About this task. Which of the lines below include "woman"? Each one should be copied out.

Listed records.

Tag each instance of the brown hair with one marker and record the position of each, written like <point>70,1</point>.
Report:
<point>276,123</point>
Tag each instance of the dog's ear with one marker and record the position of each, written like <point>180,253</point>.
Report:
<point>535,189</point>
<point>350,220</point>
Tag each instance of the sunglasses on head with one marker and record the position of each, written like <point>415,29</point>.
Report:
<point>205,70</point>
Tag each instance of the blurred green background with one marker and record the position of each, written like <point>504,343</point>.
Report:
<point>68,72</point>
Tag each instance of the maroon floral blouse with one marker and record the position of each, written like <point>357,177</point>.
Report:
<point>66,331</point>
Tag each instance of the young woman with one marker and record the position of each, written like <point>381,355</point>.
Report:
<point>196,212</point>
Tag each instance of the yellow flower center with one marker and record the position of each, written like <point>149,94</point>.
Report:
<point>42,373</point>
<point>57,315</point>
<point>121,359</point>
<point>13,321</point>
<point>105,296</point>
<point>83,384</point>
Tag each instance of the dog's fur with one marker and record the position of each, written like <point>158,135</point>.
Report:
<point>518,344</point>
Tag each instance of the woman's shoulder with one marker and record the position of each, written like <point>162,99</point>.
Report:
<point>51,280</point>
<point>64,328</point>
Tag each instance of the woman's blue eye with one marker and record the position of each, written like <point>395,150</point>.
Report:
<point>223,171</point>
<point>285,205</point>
...
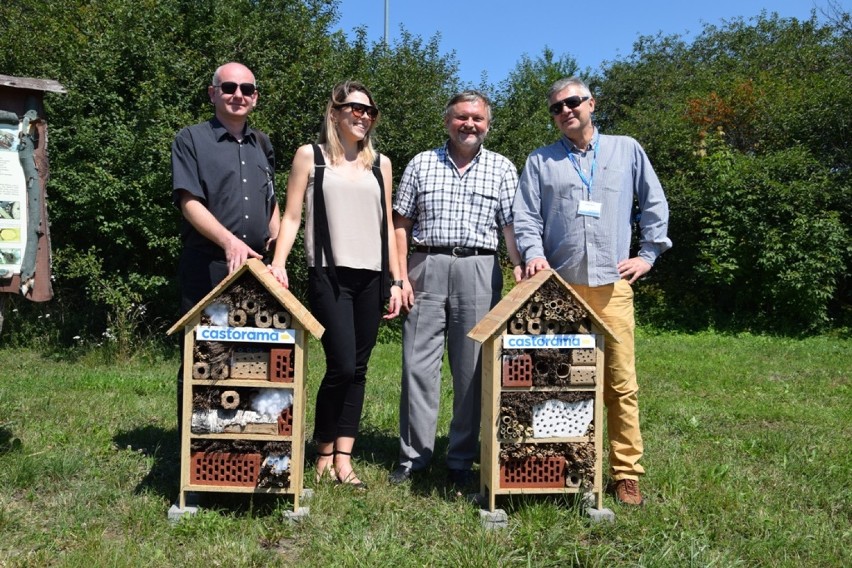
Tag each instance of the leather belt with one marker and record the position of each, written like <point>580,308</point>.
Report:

Answer box.
Tag each instance of the young woman with one marker and record the position of each, written like <point>381,355</point>.
Tag each instance of the woman's shoulder with one marker and record the position of each, written like <point>162,99</point>.
Tag each instance of the woman's blue eye with one marker and record the position of each, written like <point>395,150</point>.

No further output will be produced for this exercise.